> [DIRECTIONS]: Reproduce without any change every line from the one containing "Target: metal bracket" up to and including the one containing "column 1117, row 582".

Dataset excerpt:
^^^^
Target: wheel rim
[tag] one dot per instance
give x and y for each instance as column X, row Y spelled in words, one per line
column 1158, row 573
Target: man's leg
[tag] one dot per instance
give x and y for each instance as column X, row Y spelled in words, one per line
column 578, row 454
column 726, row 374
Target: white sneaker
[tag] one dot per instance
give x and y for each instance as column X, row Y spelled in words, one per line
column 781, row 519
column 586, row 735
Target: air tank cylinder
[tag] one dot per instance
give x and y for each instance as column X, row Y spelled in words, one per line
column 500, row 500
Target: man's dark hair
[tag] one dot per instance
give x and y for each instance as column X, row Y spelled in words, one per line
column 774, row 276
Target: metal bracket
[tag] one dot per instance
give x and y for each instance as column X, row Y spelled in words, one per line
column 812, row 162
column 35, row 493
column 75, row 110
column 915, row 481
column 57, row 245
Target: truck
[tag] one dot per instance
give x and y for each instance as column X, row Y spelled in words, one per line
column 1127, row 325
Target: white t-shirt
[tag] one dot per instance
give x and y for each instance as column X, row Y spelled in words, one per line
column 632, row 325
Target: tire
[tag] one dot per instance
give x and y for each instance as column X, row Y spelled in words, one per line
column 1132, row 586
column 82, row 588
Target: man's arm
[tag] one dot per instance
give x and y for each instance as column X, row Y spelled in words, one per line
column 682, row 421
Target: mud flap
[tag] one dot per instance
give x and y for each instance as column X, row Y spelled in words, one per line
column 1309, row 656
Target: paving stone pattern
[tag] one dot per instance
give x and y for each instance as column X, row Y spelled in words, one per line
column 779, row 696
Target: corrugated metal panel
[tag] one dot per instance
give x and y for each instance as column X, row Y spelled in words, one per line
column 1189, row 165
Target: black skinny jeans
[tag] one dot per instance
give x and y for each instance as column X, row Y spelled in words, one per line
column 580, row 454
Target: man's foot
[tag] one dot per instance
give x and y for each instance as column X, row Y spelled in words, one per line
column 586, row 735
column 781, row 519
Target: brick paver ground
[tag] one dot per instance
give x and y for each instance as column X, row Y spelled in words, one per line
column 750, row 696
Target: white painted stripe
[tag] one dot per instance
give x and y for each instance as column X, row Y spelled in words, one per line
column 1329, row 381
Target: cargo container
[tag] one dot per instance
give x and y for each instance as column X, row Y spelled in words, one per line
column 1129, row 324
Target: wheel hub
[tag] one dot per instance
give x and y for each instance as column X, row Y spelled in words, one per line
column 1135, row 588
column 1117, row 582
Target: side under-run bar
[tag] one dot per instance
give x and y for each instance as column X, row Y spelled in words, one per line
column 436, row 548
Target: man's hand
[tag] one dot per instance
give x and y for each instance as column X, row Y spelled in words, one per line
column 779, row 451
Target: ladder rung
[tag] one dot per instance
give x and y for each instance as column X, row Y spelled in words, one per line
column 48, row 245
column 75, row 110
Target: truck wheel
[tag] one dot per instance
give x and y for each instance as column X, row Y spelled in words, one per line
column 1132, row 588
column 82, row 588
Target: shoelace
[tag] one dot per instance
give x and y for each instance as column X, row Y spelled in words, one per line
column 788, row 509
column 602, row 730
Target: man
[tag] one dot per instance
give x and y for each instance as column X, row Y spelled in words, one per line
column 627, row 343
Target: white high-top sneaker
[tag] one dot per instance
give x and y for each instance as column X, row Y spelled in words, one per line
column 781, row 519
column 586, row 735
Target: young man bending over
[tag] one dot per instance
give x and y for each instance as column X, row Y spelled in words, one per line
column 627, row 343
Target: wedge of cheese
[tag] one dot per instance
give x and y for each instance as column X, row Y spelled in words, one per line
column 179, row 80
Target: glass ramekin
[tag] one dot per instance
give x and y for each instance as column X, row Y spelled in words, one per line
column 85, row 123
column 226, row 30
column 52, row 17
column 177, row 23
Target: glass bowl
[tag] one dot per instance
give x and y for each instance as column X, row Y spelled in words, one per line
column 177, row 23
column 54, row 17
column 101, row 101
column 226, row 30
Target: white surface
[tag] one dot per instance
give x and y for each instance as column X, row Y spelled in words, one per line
^^^^
> [THE RESPONSE]:
Target: metal bracket
[tag] one dot per instance
give x and y for each instance as column X, row Y spelled in words, one per line
column 812, row 162
column 35, row 493
column 75, row 110
column 915, row 481
column 57, row 245
Target: truck
[tag] one dot per instance
give x and y for each instance as column X, row Y spelled in words, one per line
column 1127, row 325
Target: white t-shirt
[tag] one dot per instance
give x and y for each instance as column X, row Y spelled in words, one per line
column 632, row 325
Target: tire
[tag] one dot per instance
give x and y for each instance as column X, row Y spelled in words, one per line
column 1132, row 586
column 82, row 588
Target: man's arm
[tag] one dot per instance
give x and y for each instance as column X, row Y spelled in words, one per line
column 682, row 421
Target: mud flap
[tag] one dot per instance
give x and y for each instance as column X, row Y spelled in words, one per line
column 1309, row 656
Target: paving stone pattern
[tag] one dot per instance
give x and y for each instance as column X, row Y spelled in words, one per line
column 779, row 696
Target: corrugated metal panel
[tag] one dot per instance
give x and y for each instance as column X, row Y spelled in words, one per line
column 1189, row 165
Target: black skinny jeans
[tag] one dot per instance
give x and y for each instance as column X, row Y spelled in words, one per line
column 580, row 454
Target: man's foot
[tag] one dot per instance
give x and y for each instance as column X, row Y spelled in words, one per line
column 586, row 735
column 781, row 519
Target: brick paver ground
[tag] one dot per instance
give x and y for each instance as column X, row Y spelled in words, one per line
column 750, row 696
Target: white painted stripe
[tag] one dot per instance
give x and y for each instance as column X, row Y spelled in words, one per line
column 1329, row 381
Target: cargo container
[tag] one dot per instance
give x and y for each instance as column X, row Y spelled in words, one per line
column 1129, row 324
Target: wheel hub
[tag] one dot per instance
give x and y for each instance as column X, row Y spelled in words, one per line
column 1135, row 588
column 1117, row 582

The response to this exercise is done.